___ Excerpt provided ___

Protesters retaliated with rocks and whatever other projectiles they could find to throw at police. The fighting lasted for about three hours and ended with dozens of police and protesters in the hospital and several arrests. Leonard Binns, a 21-year-old who happened to be making a delivery in the area, was hit in the back of his legs with birdshot from a police shotgun. Chief Foster insisted that the only guns fired that day were tear gas guns, but Binns was nevertheless paid compensation for his injuries. 

Cops chasing protesters, 18 June 1935

Police chasing protesters, 18 June 1935. City of Vancouver Archives #371-1125

The Province headline the next day blared “Tear Gas Bombs Halt Strikers”: 

When the tear gas bombs were shot it had an immediate effect on the rioters. Many were seen wiping their eyes as they ran. Few in the crowd had seen tear gas bombs used before and they were certainly effective … Royal Canadian Mountain Policemen and city police on horseback were located on Alexander Street, one block from the pier and, following the throwing of the bombs, they swept down on the crowd using their sticks. Many were knocked down. The crowd retaliated by hurling bricks and stones. The police were hooted and jeered at.

___ Supplied material ___

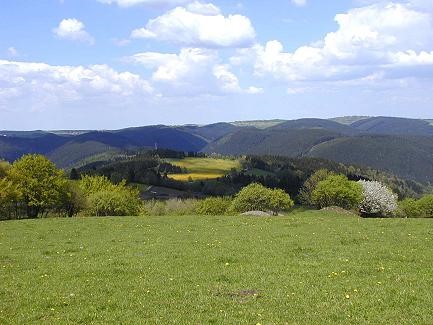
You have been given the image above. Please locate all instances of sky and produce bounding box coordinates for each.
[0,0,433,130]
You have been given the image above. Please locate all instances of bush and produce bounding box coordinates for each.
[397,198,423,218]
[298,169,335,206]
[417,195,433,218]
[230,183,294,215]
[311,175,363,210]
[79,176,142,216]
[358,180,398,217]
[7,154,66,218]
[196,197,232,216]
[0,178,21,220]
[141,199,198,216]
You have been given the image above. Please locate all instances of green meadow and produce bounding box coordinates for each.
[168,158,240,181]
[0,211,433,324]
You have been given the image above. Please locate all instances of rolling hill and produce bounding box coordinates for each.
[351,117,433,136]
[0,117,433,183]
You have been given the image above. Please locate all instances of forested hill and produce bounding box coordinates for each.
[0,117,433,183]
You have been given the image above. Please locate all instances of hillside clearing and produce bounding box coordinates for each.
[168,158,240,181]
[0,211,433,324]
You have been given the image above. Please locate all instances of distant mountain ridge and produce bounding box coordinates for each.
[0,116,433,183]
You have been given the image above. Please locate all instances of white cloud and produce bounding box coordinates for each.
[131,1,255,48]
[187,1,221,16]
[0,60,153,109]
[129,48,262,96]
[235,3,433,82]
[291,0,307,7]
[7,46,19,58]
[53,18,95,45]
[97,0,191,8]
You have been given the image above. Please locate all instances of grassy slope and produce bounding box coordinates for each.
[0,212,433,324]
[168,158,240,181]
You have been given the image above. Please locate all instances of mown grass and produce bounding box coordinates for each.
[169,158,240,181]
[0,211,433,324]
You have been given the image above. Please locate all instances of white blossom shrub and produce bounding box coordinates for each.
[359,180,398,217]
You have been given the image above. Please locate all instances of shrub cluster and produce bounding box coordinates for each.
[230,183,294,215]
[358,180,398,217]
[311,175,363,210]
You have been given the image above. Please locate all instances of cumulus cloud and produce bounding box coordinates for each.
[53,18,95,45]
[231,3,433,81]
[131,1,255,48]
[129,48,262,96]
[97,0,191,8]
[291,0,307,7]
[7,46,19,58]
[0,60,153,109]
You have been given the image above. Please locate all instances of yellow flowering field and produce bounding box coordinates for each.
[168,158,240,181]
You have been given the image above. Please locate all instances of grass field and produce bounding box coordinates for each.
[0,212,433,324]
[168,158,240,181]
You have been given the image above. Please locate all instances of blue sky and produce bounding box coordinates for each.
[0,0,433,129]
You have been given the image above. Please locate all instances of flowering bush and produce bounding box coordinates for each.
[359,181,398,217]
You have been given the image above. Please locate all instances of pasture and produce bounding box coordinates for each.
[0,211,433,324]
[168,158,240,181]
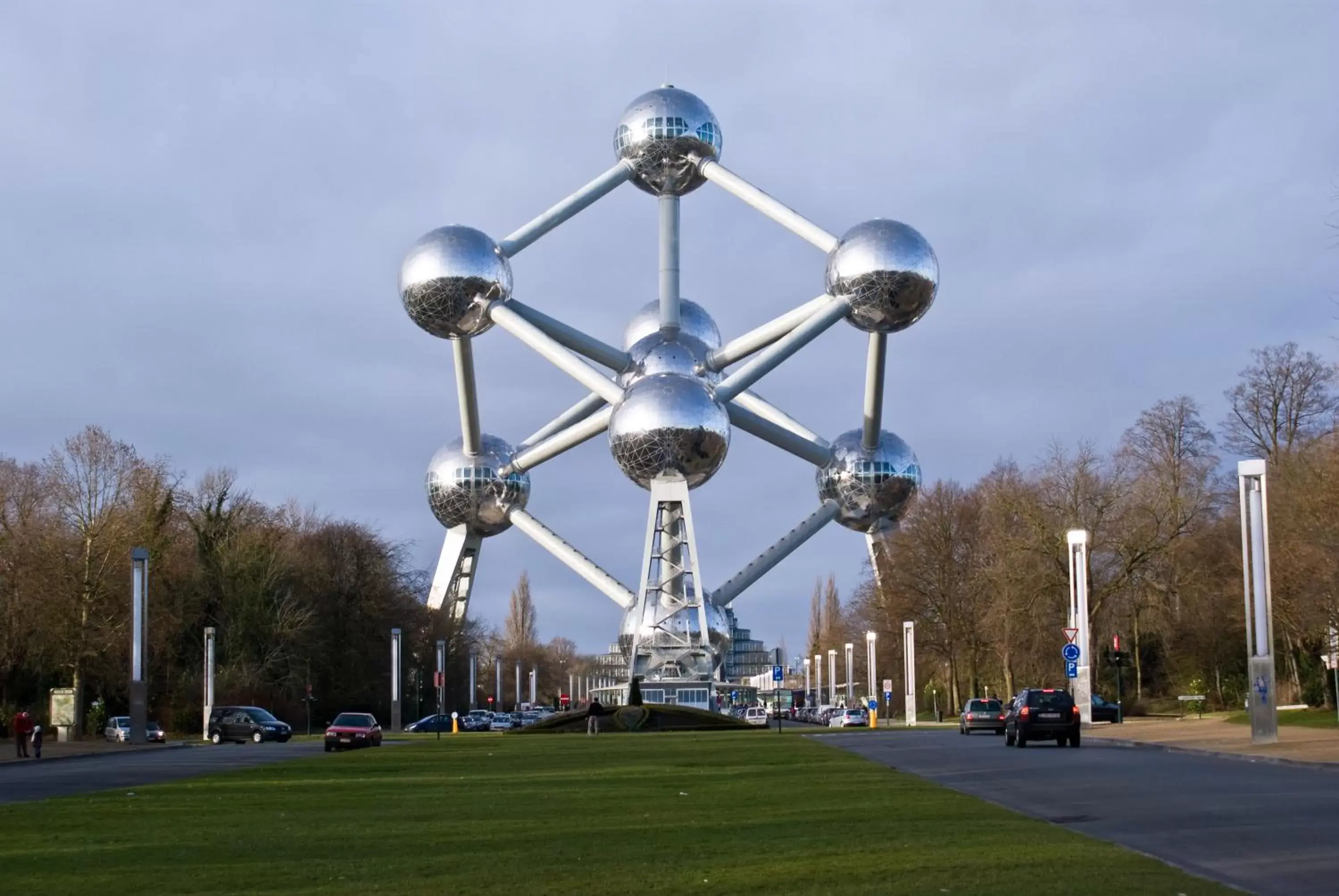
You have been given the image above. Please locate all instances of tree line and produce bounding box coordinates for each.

___
___ Supplied material ___

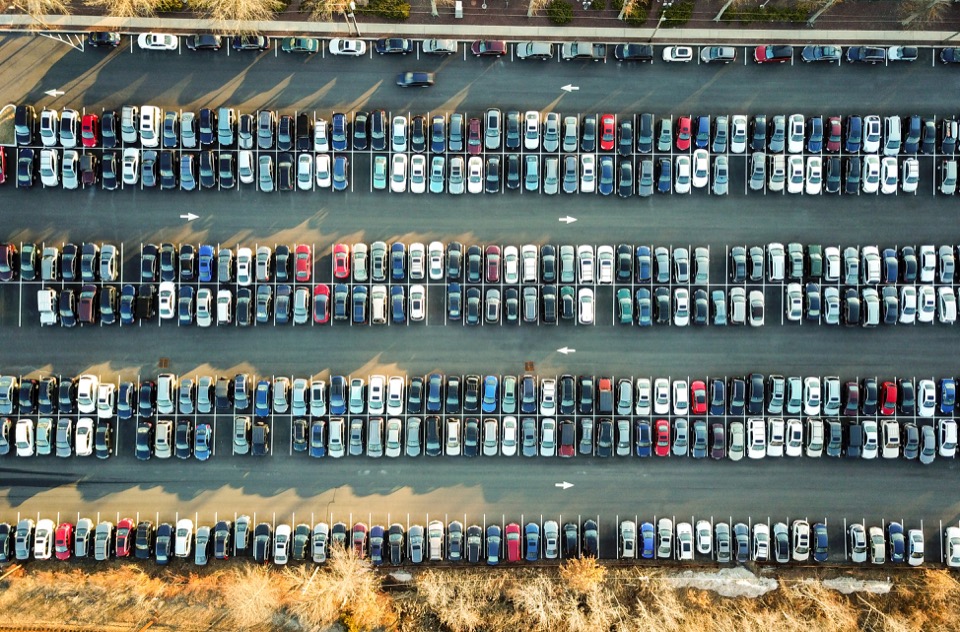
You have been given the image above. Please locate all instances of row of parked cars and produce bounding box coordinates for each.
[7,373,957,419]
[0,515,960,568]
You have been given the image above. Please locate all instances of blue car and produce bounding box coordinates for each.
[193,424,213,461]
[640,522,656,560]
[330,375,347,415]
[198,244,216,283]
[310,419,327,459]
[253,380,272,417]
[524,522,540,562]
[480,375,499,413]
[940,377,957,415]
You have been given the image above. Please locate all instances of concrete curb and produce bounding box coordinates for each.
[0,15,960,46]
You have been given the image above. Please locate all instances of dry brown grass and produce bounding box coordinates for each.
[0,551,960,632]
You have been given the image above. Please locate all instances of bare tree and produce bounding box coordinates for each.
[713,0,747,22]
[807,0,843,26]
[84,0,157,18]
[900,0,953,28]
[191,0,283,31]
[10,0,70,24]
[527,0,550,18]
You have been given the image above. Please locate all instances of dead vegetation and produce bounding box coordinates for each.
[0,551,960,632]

___

## Tasks
1. In the excerpt about the June 1935 clash between police and protesters, how long did the fighting last?
2. Continue the excerpt about the June 1935 clash between police and protesters, starting right after its last sentence.

## Responses to the exercise
1. About three hours.

2.
The use of chemical weapons was not without its glitches for the police. Even before the riot, a tear gas canister was accidentally discharged in the police station. During the riot, several officers were forced to dismount when their horses were affected by the gas. 

Mounted police, 18 June 1935

Mounted police going after demonstrators, 18 June 1935. City of Vancouver Archives #371-1131

Prior to the battle, Colonel Foster had sent some of his officers to Seattle for training in tear gas use. He no doubt had knowledge of the lessons learned by police in California in 1934 regarding tear gas use, and as a WWI veteran, he would have had at least some familiarity with chemical warfare. He may have also been swayed by the Lake Erie Chemical Company brochures that can still be found in the police files at the City of Vancouver Archives. The Vancouver Police Museum has a display that includes Federal Laboratories Inc. tear gas canisters that appear to be from the same era. 

Lecco 4

Lake Erie Chemical Co. brochure, pitching their weapons to police departments. City of Vancouver Archives, Series 197, 75-E-7, file 3.

Lake Erie Chemical Co. brochure. City of Vancouver Archives, Series 197, 75-E-7, file 3.

Lake Erie Chemical Co. brochure. City of Vancouver Archives, Series 197, 75-E-7, file 3.

In his history of the Great Depression, Pierre Berton describes some other tear gas moments in Canadian history that followed the Battle of Ballantyne Pier. In the Regina Riot, which crushed the On-to-Ottawa Trek less than two weeks after the Battle of Ballantyne Pier, protesters threw tear gas canisters back at police. This wouldn’t have been possible if police used Lake Erie’s throwback-proof Jumper-Repeater Instantaneous Chemical Warfare Gas Candles. This is what police in Vancouver used to clear the Art Gallery and Post Office of unemployed sit-downers in 1938, according to Berton. During the 1937 auto worker strikes in Ontario, Premier Hepburn was in possession of the same Lake Erie brochures Colonel Foster consulted two years earlier. 

Jumper-Repeater

Lake Erie Chemical Co. brochure. City of Vancouver Archives, series 197, 75-E-7, file 3.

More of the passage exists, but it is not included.